------ Records supplied

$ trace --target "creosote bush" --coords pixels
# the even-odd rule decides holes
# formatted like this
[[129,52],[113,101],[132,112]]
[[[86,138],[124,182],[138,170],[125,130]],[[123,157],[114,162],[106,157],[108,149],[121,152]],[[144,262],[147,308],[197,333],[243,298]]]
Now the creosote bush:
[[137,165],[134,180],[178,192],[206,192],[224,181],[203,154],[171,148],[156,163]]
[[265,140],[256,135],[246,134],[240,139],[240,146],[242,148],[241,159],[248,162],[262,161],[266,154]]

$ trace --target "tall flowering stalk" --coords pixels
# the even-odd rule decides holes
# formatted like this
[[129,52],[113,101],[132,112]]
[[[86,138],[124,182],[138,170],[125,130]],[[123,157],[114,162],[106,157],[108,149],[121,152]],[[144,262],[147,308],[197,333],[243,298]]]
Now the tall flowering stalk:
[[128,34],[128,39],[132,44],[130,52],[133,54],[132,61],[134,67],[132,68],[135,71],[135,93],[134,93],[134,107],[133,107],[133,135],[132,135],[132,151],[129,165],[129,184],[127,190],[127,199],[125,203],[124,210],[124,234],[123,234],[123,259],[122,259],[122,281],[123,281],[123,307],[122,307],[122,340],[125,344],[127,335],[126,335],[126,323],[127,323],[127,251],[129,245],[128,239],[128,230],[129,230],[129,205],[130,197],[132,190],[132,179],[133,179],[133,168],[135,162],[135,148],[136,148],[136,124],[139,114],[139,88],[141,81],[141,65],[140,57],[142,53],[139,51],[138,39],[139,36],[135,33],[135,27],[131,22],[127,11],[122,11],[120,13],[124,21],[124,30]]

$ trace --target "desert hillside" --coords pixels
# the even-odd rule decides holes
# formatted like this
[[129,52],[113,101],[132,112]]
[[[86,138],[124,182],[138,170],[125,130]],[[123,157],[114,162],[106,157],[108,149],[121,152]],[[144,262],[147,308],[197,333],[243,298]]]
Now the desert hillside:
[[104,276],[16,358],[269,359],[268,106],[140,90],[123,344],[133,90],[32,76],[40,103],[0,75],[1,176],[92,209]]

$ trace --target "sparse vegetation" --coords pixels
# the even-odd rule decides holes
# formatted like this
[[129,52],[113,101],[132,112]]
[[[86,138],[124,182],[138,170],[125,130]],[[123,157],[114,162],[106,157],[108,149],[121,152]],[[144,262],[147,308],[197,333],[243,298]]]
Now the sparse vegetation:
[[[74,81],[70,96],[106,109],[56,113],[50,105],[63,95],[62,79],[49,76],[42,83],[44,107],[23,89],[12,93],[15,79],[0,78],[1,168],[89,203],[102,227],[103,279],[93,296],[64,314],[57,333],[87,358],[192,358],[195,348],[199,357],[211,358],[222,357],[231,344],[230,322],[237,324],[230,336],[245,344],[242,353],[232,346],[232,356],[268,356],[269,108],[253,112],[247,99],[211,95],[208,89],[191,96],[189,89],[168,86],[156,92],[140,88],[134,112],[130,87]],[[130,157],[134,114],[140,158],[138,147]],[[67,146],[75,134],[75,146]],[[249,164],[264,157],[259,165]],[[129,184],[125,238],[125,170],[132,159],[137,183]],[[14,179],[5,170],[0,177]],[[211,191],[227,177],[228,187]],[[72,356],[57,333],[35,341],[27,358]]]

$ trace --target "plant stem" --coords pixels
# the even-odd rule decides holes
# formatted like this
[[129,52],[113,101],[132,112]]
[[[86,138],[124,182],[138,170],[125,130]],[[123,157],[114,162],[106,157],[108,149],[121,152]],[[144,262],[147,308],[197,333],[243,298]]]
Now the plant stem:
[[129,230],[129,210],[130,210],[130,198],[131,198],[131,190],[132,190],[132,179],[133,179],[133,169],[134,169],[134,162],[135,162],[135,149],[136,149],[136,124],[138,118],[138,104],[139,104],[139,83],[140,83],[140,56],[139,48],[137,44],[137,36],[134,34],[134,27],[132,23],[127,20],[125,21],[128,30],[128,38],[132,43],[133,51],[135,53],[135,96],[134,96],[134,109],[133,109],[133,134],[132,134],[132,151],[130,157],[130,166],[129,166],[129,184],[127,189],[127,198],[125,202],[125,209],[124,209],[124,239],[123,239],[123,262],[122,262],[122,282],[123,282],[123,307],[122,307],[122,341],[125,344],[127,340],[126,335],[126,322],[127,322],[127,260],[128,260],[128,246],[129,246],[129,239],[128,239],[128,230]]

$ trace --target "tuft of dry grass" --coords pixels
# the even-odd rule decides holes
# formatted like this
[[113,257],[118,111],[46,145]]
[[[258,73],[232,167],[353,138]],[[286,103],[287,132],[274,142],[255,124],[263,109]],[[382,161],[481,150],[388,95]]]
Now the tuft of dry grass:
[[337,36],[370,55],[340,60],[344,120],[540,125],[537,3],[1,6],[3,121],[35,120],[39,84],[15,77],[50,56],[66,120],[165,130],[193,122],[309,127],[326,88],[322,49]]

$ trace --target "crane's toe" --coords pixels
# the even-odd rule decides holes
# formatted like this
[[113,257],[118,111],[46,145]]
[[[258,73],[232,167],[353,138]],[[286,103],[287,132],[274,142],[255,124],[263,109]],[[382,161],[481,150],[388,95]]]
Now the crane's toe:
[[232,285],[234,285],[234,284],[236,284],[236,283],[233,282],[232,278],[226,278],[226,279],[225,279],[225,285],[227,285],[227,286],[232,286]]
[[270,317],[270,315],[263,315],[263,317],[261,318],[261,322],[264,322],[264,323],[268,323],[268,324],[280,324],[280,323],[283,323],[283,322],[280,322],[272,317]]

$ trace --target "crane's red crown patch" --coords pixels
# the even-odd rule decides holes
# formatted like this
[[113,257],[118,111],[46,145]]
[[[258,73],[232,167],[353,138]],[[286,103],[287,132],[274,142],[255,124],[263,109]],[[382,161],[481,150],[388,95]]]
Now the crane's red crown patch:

------------

* **Task statement**: If a line above holds the string "pixels", return it as it stands.

* **Answer for this exercise**:
$ trace --target "creosote bush" --coords pixels
$ trace --target "tall flowering stalk" --coords pixels
$ trace --target "desert hillside" --coords pixels
$ trace --target "sparse vegetation" --coords pixels
$ trace --target "plant stem" --coords pixels
$ trace --target "tuft of dry grass" --coords pixels
$ trace --target "crane's toe" --coords pixels
$ trace --target "crane's red crown patch" --coords pixels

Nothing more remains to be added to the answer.